# WHAT THIS TASK INVOLVES:
Whenever the word "silhouetted" shows up in a line of the data, copy that line.

[Data entries]
★ ★ ★ ★

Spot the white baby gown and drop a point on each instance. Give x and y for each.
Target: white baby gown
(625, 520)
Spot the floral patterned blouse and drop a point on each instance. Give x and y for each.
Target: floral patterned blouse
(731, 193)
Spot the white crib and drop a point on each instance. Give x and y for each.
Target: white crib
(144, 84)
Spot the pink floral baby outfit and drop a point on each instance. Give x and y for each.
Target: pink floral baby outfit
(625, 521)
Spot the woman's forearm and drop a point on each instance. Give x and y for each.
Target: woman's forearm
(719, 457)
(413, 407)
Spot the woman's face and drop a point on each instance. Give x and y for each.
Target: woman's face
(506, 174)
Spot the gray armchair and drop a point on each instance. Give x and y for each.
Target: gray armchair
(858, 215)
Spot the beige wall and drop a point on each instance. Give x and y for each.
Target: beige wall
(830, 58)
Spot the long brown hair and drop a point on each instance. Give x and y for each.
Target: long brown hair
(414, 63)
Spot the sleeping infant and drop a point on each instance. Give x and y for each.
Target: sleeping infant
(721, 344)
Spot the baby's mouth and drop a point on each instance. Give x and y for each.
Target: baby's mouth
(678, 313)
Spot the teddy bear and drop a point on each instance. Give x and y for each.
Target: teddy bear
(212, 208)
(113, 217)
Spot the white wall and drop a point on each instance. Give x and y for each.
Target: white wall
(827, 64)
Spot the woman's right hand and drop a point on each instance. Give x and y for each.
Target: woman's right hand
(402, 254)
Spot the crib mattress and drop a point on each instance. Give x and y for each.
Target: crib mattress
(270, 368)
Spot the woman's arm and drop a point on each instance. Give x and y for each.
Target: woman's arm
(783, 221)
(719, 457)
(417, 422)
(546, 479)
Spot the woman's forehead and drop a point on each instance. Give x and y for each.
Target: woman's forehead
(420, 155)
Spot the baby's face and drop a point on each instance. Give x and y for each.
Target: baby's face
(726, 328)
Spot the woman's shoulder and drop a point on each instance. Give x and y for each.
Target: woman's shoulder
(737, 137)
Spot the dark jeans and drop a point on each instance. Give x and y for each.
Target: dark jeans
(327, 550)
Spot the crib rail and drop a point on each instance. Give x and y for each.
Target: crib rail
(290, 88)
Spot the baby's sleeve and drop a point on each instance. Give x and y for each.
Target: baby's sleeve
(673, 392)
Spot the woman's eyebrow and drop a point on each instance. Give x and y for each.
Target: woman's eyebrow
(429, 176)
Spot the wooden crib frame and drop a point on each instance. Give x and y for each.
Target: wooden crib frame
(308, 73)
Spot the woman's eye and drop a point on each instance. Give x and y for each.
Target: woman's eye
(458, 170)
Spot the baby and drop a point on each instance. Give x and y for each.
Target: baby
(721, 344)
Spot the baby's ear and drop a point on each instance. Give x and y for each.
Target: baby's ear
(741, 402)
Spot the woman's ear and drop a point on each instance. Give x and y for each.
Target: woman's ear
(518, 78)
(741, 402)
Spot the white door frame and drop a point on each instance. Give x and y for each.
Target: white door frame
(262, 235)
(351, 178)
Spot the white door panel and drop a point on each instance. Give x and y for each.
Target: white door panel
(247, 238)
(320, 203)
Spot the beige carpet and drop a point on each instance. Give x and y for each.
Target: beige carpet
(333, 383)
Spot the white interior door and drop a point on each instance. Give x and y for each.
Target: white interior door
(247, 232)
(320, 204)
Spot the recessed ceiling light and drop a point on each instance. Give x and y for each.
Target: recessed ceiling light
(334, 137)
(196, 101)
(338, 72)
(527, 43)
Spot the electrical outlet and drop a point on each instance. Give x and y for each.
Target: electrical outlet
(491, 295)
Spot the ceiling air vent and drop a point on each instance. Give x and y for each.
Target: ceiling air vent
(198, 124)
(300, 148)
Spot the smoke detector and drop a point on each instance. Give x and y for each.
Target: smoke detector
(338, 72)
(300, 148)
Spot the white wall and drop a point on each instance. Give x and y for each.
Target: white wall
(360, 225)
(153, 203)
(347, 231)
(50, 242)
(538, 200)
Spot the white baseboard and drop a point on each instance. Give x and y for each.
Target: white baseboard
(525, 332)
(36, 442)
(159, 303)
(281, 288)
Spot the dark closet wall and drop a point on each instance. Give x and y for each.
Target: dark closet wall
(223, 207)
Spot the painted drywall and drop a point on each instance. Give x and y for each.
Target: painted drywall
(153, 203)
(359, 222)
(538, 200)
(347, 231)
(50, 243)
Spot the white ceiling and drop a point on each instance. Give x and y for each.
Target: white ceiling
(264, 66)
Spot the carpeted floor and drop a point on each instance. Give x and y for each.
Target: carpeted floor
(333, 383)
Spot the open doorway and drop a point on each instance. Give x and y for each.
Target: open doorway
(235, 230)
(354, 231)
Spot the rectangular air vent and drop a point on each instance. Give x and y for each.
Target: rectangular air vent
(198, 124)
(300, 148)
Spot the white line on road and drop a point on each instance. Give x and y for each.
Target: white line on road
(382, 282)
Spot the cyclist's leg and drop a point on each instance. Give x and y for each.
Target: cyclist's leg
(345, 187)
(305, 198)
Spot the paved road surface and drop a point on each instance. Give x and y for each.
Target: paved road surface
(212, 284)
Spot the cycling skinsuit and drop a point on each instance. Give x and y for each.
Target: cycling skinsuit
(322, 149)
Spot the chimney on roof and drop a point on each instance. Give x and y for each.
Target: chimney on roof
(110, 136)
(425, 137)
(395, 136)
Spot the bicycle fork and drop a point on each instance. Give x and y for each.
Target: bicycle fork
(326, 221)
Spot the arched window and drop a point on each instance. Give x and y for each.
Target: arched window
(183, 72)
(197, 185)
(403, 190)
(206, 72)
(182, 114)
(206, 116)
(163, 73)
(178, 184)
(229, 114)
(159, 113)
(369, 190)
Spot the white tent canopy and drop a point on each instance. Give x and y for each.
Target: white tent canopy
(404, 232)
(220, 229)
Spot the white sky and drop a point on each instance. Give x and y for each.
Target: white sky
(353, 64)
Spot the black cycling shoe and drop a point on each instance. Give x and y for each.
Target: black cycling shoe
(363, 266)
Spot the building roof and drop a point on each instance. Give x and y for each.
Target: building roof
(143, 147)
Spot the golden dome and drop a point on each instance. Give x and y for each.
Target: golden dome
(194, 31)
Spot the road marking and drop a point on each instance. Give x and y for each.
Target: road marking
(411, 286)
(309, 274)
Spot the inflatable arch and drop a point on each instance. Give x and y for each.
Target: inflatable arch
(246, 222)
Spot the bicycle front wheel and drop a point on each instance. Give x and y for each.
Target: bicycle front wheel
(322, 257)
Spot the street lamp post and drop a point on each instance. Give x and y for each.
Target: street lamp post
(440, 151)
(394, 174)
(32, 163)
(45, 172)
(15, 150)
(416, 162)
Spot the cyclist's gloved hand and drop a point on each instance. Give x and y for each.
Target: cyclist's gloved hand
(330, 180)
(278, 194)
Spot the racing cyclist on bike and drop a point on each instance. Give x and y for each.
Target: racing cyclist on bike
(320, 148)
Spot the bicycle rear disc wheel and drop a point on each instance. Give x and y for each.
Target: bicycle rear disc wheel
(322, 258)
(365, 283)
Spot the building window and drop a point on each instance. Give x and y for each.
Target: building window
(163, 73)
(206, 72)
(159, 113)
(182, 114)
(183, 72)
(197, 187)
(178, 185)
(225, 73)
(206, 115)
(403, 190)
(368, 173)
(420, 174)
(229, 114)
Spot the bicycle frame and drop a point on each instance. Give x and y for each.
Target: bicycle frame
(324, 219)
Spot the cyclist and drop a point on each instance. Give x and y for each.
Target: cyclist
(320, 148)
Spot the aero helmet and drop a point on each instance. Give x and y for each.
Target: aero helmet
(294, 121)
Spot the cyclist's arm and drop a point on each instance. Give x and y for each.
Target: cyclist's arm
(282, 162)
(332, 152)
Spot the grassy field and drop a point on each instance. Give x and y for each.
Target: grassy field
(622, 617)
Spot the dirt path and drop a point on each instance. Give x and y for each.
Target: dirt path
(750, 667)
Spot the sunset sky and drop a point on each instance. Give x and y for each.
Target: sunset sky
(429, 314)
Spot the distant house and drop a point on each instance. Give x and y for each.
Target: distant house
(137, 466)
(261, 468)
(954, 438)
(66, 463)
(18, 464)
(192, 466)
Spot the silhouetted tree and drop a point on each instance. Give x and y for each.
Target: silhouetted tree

★ ★ ★ ★

# RESPONSE:
Spot the silhouetted tree and drop a point on each instance. Give x and y for each.
Target: silhouetted tree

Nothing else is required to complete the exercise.